» **Problem to work on**: What is needed is an exact copy of the entries below, from the line that contains "figurine in the photo above." through the final line, both included, and nothing else.
==== Extracted records
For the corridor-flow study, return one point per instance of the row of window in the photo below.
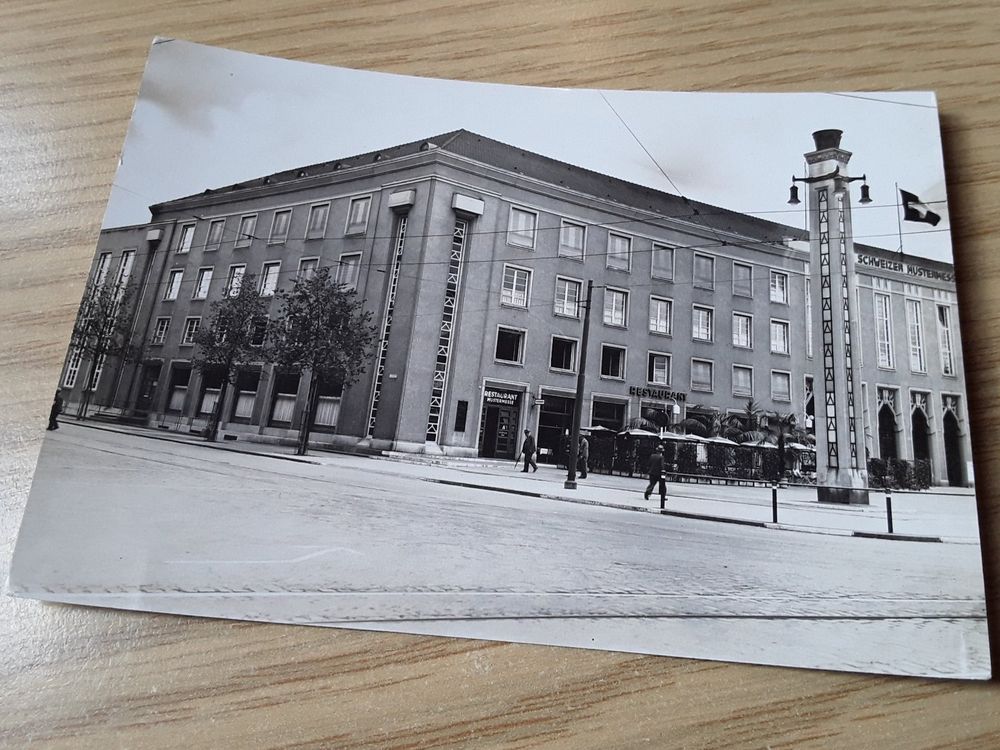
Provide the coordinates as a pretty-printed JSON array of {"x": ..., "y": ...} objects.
[
  {"x": 523, "y": 227},
  {"x": 886, "y": 357},
  {"x": 510, "y": 346},
  {"x": 515, "y": 291},
  {"x": 319, "y": 214},
  {"x": 347, "y": 274},
  {"x": 192, "y": 325}
]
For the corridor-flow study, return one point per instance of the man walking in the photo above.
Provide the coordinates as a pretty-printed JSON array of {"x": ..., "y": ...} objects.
[
  {"x": 583, "y": 457},
  {"x": 656, "y": 475},
  {"x": 528, "y": 449},
  {"x": 55, "y": 411}
]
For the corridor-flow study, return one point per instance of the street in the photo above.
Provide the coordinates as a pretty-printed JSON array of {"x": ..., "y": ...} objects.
[{"x": 124, "y": 521}]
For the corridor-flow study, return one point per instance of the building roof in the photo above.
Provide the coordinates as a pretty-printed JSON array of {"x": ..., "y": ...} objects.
[{"x": 485, "y": 150}]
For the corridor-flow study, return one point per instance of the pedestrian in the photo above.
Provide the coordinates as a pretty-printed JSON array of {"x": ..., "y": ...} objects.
[
  {"x": 583, "y": 457},
  {"x": 656, "y": 475},
  {"x": 55, "y": 411},
  {"x": 528, "y": 451}
]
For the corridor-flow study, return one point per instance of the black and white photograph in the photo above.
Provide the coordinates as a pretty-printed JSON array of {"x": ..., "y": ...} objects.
[{"x": 661, "y": 373}]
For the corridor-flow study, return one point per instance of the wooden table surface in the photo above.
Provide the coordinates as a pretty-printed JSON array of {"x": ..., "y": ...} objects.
[{"x": 74, "y": 677}]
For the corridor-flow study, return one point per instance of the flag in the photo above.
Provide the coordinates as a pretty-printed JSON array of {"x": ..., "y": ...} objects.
[{"x": 915, "y": 210}]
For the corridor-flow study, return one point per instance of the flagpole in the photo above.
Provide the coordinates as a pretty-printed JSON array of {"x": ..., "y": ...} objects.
[{"x": 899, "y": 221}]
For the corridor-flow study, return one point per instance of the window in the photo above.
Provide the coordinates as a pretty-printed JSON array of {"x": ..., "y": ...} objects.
[
  {"x": 619, "y": 252},
  {"x": 701, "y": 375},
  {"x": 563, "y": 354},
  {"x": 658, "y": 368},
  {"x": 269, "y": 279},
  {"x": 248, "y": 225},
  {"x": 73, "y": 368},
  {"x": 279, "y": 227},
  {"x": 883, "y": 330},
  {"x": 571, "y": 240},
  {"x": 318, "y": 216},
  {"x": 160, "y": 330},
  {"x": 662, "y": 262},
  {"x": 779, "y": 337},
  {"x": 704, "y": 271},
  {"x": 307, "y": 268},
  {"x": 743, "y": 330},
  {"x": 101, "y": 272},
  {"x": 660, "y": 315},
  {"x": 615, "y": 307},
  {"x": 215, "y": 231},
  {"x": 461, "y": 415},
  {"x": 521, "y": 227},
  {"x": 357, "y": 215},
  {"x": 612, "y": 362},
  {"x": 173, "y": 284},
  {"x": 258, "y": 331},
  {"x": 701, "y": 323},
  {"x": 742, "y": 280},
  {"x": 915, "y": 330},
  {"x": 185, "y": 236},
  {"x": 191, "y": 326},
  {"x": 742, "y": 380},
  {"x": 235, "y": 280},
  {"x": 567, "y": 297},
  {"x": 202, "y": 284},
  {"x": 781, "y": 386},
  {"x": 944, "y": 340},
  {"x": 125, "y": 267},
  {"x": 349, "y": 270},
  {"x": 510, "y": 345},
  {"x": 779, "y": 287},
  {"x": 515, "y": 286}
]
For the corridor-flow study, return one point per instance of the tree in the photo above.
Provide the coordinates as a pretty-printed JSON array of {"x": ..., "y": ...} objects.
[
  {"x": 321, "y": 329},
  {"x": 232, "y": 340},
  {"x": 784, "y": 429},
  {"x": 102, "y": 330}
]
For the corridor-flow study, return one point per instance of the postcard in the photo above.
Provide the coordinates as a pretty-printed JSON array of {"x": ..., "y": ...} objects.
[{"x": 663, "y": 373}]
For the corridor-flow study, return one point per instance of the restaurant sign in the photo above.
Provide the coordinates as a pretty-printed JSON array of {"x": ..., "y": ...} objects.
[
  {"x": 658, "y": 393},
  {"x": 501, "y": 398}
]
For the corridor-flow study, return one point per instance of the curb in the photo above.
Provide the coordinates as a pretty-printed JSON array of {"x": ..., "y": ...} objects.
[
  {"x": 897, "y": 537},
  {"x": 212, "y": 446}
]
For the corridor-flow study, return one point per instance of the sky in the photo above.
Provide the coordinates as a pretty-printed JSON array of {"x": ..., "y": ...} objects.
[{"x": 207, "y": 117}]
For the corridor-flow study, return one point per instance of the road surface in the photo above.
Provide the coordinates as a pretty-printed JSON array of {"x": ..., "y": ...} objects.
[{"x": 124, "y": 521}]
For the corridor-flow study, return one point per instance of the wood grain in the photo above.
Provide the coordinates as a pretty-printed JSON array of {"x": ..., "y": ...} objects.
[{"x": 72, "y": 677}]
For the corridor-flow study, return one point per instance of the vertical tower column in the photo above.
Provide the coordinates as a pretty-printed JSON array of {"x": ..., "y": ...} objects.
[{"x": 841, "y": 469}]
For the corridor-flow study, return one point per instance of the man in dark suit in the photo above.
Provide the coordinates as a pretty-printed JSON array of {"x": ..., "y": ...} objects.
[
  {"x": 656, "y": 475},
  {"x": 55, "y": 411},
  {"x": 528, "y": 449}
]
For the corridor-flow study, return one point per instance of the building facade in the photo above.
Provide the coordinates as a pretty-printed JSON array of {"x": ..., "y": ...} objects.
[{"x": 473, "y": 257}]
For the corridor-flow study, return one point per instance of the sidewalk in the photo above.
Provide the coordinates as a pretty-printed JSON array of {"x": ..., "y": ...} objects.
[{"x": 916, "y": 516}]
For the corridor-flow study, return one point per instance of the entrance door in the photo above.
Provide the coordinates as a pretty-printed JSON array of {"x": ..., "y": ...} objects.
[
  {"x": 921, "y": 436},
  {"x": 887, "y": 433},
  {"x": 498, "y": 438},
  {"x": 147, "y": 387},
  {"x": 555, "y": 420},
  {"x": 952, "y": 449}
]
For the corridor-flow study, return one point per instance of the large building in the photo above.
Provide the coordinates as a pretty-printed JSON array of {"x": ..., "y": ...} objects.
[{"x": 474, "y": 258}]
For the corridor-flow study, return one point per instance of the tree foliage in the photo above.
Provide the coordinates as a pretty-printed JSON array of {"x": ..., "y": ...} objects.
[
  {"x": 323, "y": 330},
  {"x": 102, "y": 330},
  {"x": 232, "y": 340}
]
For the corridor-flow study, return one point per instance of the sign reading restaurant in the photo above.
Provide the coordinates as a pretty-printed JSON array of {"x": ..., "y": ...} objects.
[
  {"x": 657, "y": 393},
  {"x": 911, "y": 269}
]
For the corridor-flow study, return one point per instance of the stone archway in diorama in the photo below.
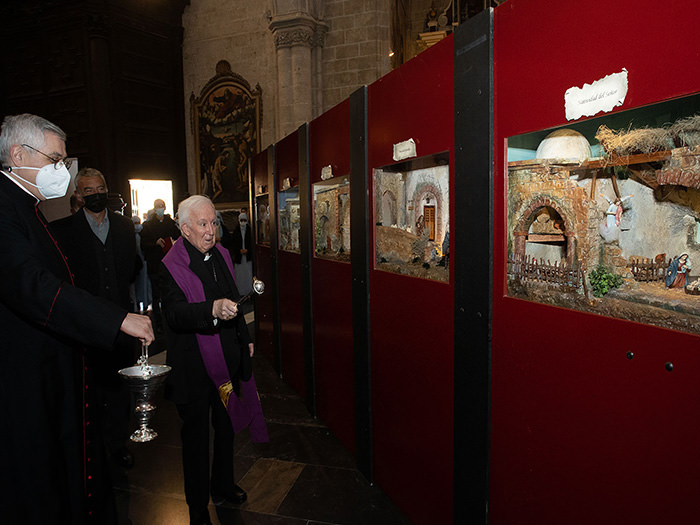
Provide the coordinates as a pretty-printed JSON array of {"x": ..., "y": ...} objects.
[
  {"x": 520, "y": 233},
  {"x": 419, "y": 195},
  {"x": 389, "y": 212}
]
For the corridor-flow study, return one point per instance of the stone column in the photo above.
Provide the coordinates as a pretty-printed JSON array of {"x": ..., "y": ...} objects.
[{"x": 299, "y": 37}]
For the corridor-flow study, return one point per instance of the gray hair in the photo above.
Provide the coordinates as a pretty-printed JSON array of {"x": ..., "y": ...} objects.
[
  {"x": 186, "y": 207},
  {"x": 89, "y": 172},
  {"x": 25, "y": 129}
]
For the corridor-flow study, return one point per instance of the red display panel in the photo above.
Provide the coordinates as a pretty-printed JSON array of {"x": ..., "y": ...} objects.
[
  {"x": 411, "y": 318},
  {"x": 582, "y": 430},
  {"x": 329, "y": 145},
  {"x": 263, "y": 257},
  {"x": 289, "y": 266}
]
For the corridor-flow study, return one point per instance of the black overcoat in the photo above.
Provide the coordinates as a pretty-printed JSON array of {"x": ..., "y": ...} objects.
[
  {"x": 188, "y": 379},
  {"x": 44, "y": 322},
  {"x": 103, "y": 270}
]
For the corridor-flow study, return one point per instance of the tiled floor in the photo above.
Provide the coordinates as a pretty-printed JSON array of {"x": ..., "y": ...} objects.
[{"x": 303, "y": 476}]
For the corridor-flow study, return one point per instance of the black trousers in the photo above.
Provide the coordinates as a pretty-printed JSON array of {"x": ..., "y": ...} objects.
[{"x": 195, "y": 417}]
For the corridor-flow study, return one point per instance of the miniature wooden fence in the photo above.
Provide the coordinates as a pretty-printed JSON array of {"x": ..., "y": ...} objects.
[
  {"x": 648, "y": 270},
  {"x": 528, "y": 268}
]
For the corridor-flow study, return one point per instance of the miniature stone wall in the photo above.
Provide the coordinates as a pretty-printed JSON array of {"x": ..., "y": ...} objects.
[{"x": 534, "y": 185}]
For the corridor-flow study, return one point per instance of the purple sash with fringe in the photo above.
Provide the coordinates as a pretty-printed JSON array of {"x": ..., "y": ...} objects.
[{"x": 246, "y": 410}]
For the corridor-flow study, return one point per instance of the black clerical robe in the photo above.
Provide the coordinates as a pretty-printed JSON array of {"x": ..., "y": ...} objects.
[{"x": 44, "y": 321}]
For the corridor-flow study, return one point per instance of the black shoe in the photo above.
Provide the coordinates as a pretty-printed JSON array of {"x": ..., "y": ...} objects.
[
  {"x": 234, "y": 497},
  {"x": 125, "y": 458}
]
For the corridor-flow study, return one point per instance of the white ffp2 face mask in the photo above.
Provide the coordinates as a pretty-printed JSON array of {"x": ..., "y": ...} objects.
[{"x": 51, "y": 182}]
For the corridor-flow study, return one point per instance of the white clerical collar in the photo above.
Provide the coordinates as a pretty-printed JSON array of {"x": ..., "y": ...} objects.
[{"x": 18, "y": 184}]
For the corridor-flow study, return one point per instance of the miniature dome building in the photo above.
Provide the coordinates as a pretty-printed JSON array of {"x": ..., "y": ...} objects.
[{"x": 564, "y": 144}]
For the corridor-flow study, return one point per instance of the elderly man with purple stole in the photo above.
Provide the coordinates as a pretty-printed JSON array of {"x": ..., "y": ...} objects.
[{"x": 209, "y": 350}]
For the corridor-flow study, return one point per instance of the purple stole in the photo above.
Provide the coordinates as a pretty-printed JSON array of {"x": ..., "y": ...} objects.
[{"x": 246, "y": 410}]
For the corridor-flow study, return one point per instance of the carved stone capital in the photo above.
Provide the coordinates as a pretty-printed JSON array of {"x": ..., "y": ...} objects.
[{"x": 300, "y": 30}]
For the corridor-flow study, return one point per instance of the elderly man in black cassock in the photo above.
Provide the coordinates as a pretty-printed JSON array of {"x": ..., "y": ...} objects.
[
  {"x": 209, "y": 350},
  {"x": 45, "y": 321}
]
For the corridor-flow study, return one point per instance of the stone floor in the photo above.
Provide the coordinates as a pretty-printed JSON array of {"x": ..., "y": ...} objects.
[{"x": 303, "y": 476}]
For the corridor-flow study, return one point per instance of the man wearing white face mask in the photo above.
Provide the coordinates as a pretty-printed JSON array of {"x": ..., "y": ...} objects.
[{"x": 45, "y": 322}]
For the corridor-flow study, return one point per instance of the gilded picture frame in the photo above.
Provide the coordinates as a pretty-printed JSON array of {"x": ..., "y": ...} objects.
[{"x": 226, "y": 121}]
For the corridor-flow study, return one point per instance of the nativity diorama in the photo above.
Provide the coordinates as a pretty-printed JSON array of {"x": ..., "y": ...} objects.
[
  {"x": 411, "y": 210},
  {"x": 332, "y": 219},
  {"x": 262, "y": 217},
  {"x": 289, "y": 219},
  {"x": 603, "y": 215}
]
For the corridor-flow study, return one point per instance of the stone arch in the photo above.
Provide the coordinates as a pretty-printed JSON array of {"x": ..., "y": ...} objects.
[
  {"x": 527, "y": 217},
  {"x": 389, "y": 214},
  {"x": 418, "y": 197}
]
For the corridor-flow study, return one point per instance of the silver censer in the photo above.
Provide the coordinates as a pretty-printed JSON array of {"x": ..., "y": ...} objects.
[{"x": 144, "y": 380}]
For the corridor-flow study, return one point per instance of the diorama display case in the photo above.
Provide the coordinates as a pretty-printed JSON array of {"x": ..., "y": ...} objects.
[
  {"x": 265, "y": 254},
  {"x": 593, "y": 399},
  {"x": 412, "y": 213},
  {"x": 289, "y": 268}
]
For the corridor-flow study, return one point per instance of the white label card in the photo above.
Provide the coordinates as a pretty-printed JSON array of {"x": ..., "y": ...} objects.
[{"x": 600, "y": 96}]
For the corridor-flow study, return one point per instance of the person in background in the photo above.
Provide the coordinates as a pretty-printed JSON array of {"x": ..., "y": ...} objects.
[
  {"x": 209, "y": 350},
  {"x": 101, "y": 248},
  {"x": 141, "y": 289},
  {"x": 47, "y": 474},
  {"x": 75, "y": 203},
  {"x": 242, "y": 253},
  {"x": 157, "y": 237}
]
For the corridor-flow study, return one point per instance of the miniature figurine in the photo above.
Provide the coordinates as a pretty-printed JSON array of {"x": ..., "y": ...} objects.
[
  {"x": 614, "y": 211},
  {"x": 678, "y": 273}
]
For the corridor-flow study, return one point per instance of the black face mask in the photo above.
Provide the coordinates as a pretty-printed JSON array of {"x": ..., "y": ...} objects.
[{"x": 96, "y": 202}]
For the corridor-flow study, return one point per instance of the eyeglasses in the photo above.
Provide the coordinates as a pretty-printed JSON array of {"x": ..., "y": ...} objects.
[{"x": 57, "y": 163}]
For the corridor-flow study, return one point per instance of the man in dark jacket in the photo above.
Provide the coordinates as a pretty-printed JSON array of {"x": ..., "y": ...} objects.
[
  {"x": 101, "y": 249},
  {"x": 46, "y": 474},
  {"x": 209, "y": 350},
  {"x": 157, "y": 237}
]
========
» **Full output**:
For the corridor-flow study, return one point per instance of the miniature figurine in the photo above.
Provide the coordinates as a pretty-printed JSON array of {"x": ..., "y": ...} objects.
[
  {"x": 614, "y": 211},
  {"x": 678, "y": 273}
]
For the corridor-flow study, return one point per instance of the black face mask in the photo above.
Provide the coordinates as a pretty-printed JSON array of {"x": ..., "y": ...} objects.
[{"x": 96, "y": 202}]
For the corridor-flow study, return one point per instance of the eyeglasses in the photo above.
Provide the coordinates as a pretty-printed JSON array of {"x": ..., "y": ...} objects.
[{"x": 57, "y": 163}]
For the corridor-flow study, return one point per instance of the man in dark jacket in the photo above.
Provide the coordinates as a pretty-printed JSON array of {"x": ..., "y": ...} objects.
[
  {"x": 101, "y": 249},
  {"x": 46, "y": 474},
  {"x": 209, "y": 350},
  {"x": 157, "y": 237}
]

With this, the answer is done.